### REQUIREMENTS:
Locate every line below that contains the string "mask", matching case exactly, and copy each of those lines.
◆ ◆ ◆
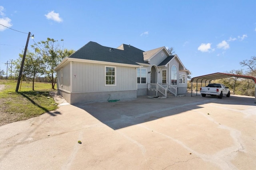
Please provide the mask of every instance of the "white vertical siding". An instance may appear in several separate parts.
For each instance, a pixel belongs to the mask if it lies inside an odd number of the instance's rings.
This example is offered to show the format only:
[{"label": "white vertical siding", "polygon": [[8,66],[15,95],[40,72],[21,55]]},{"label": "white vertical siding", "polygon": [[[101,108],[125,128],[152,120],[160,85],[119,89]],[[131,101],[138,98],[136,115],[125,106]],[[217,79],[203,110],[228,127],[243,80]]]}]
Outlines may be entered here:
[{"label": "white vertical siding", "polygon": [[70,63],[63,66],[62,69],[62,86],[61,86],[61,69],[60,69],[57,72],[57,76],[58,77],[57,86],[58,88],[67,91],[70,91]]},{"label": "white vertical siding", "polygon": [[73,92],[96,92],[130,90],[136,89],[136,69],[135,67],[120,66],[116,67],[116,86],[105,86],[105,66],[107,65],[74,62]]},{"label": "white vertical siding", "polygon": [[185,83],[179,84],[179,87],[187,87],[188,86],[188,75],[187,72],[184,71],[179,70],[179,74],[185,74]]}]

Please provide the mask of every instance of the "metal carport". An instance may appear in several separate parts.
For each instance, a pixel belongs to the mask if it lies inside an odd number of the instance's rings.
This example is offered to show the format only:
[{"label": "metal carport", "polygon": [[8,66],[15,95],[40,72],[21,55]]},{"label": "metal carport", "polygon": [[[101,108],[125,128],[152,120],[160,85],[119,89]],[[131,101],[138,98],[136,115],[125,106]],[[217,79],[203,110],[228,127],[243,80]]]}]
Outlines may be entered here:
[{"label": "metal carport", "polygon": [[219,79],[220,78],[227,78],[228,77],[235,77],[240,78],[247,78],[252,80],[255,84],[255,92],[254,96],[254,103],[256,103],[256,78],[251,76],[243,76],[242,75],[233,74],[228,73],[223,73],[221,72],[216,72],[215,73],[210,74],[204,75],[192,78],[191,79],[191,96],[192,96],[192,83],[196,83],[196,95],[197,96],[197,85],[198,83],[204,83],[205,85],[206,84],[210,83],[211,81],[214,80]]}]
◆ ◆ ◆
### SOLVED EXERCISE:
Please provide the mask of every instance of the "white vertical siding". An instance may appear in several separate parts.
For each instance, a pixel belongs to the mask if it lies inside an odd number of the instance's rings.
Please provide the mask of every instance of the "metal carport". An instance may appear in several separate parts.
For each instance, a pixel belongs to the mask if it lies inside an odd number of the instance's rings.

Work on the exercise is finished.